WHAT IS REQUIRED –
Count the lines in the rows below that contain the word "segmentation", and reply with only that number.

RECORDS PROVIDED –
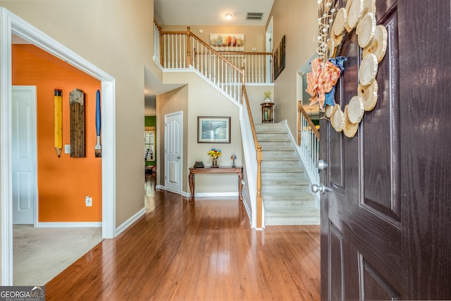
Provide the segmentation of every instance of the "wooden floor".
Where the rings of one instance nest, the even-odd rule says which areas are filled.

---

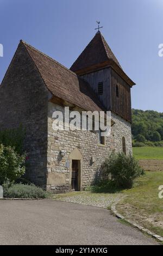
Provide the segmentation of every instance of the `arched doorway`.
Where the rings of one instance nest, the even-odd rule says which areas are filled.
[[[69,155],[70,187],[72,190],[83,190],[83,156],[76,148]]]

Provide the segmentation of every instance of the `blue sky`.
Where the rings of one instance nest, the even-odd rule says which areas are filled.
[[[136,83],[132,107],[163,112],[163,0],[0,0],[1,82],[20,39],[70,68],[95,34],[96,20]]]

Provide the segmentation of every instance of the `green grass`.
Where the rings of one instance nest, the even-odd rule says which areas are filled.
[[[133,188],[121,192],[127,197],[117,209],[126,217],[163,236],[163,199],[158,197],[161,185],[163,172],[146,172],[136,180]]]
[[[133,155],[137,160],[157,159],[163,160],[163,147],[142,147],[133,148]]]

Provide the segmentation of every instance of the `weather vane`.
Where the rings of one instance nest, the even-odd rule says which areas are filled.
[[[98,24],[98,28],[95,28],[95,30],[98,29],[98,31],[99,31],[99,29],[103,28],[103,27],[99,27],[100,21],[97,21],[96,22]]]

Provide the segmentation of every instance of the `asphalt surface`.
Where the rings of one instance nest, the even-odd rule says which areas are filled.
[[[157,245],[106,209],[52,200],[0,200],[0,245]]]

WRITTEN SOLUTION –
6